Documento:

☆ ☆ ☆ ☆

Augusto Klappenbach
Público
En estos tiempos políticamente correctos suele decirse que las críticas a Estados Unidos no hay que interpretarlas como antiamericanismo sino como cuestionamientos a la política de algunos de sus gobernantes, como sucedió especialmente durante el mandato de Bush. Así, el pueblo español –y muchos otros pueblos– no sería antiamericano sino enemigo de una política concreta, de la cual la guerra de Irak sería el mejor ejemplo. Con la llegada al poder de Barack Obama este prejuicio habría desaparecido y se iniciaría una época de entendimiento entre culturas que comparten los mismos valores.
Creo, sin embargo, que esta concesión a la corrección política es excesiva: las reservas antiamericanas de muchos –entre los cuales me incluyo– no se limitan a rechazar determinadas decisiones políticas del gobierno de Estados Unidos, sino que incluyen el rechazo a una forma de vida, a una determinada jerarquía de valores en muchos sentidos opuesta a nuestra manera de concebir la vida social.
Es conocida la tesis, desarrollada hace tiempo por Max Weber, acerca de la ética protestante y el capitalismo. La riqueza es señal de predestinación: la prosperidad material indica que Dios ve con buenos ojos a quien triunfa en este mundo, triunfo que preludia la bienaventuranza eterna. Probablemente ningún país ha tomado más en serio esta tesis: dos de los rasgos característicos del american way of life son precisamente la religión y el éxito económico. No es casual la inscripción del lema In God we trust en los billetes de dólar. Y este éxito económico, que conlleva la correspondiente superioridad científica, tecnológica y militar, trae consigo otra característica cultural que se sigue de las anteriores: su conciencia de pueblo elegido.

☆ ☆ ☆ ☆

Qué hacer:
• A. Responde según el artículo sobre el antiamericanismo:
(i) ¿Qué guerra se presenta como el mejor ejemplo de una política concreta?
(ii) ¿Quién desarrolló la tesis sobre la ética protestante y el capitalismo?
(iii) ¿Qué lema está inscrito en los billetes de dólar?
• B. Transcribe sin cambios el fragmento del artículo sobre el antiamericanismo que va desde "Augusto Klappenbach" hasta "los mismos valores.".

(Un bloque de datos)

☆ ☆ ☆ ☆

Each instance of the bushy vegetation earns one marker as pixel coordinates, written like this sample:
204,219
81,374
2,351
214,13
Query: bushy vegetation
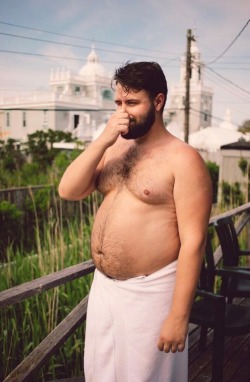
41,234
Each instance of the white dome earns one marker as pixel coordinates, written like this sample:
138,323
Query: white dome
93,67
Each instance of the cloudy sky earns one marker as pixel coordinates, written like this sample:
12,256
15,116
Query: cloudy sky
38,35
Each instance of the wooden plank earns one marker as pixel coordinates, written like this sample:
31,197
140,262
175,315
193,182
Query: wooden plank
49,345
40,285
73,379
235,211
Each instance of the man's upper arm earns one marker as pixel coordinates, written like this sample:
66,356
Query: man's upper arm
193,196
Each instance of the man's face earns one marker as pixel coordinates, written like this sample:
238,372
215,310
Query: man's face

☆ ☆ ☆ ☆

Soluciones:
• A.
(i) La guerra de Irak.
(ii) Max Weber.
(iii) In God we trust.

• B.
Augusto Klappenbach
Público
En estos tiempos políticamente correctos suele decirse que las críticas a Estados Unidos no hay que interpretarlas como antiamericanismo sino como cuestionamientos a la política de algunos de sus gobernantes, como sucedió especialmente durante el mandato de Bush. Así, el pueblo español –y muchos otros pueblos– no sería antiamericano sino enemigo de una política concreta, de la cual la guerra de Irak sería el mejor ejemplo. Con la llegada al poder de Barack Obama este prejuicio habría desaparecido y se iniciaría una época de entendimiento entre culturas que comparten los mismos valores.